►

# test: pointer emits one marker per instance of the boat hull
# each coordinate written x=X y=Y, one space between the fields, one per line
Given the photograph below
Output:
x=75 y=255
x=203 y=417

◄

**What is expected**
Could you write out the records again with "boat hull" swapped for "ship hull" and nothing else altered?

**Worked answer**
# test: pointer emits one marker per instance of the ship hull
# each coordinate written x=X y=Y, one space between the fields, one per line
Given the photograph below
Output:
x=75 y=255
x=203 y=417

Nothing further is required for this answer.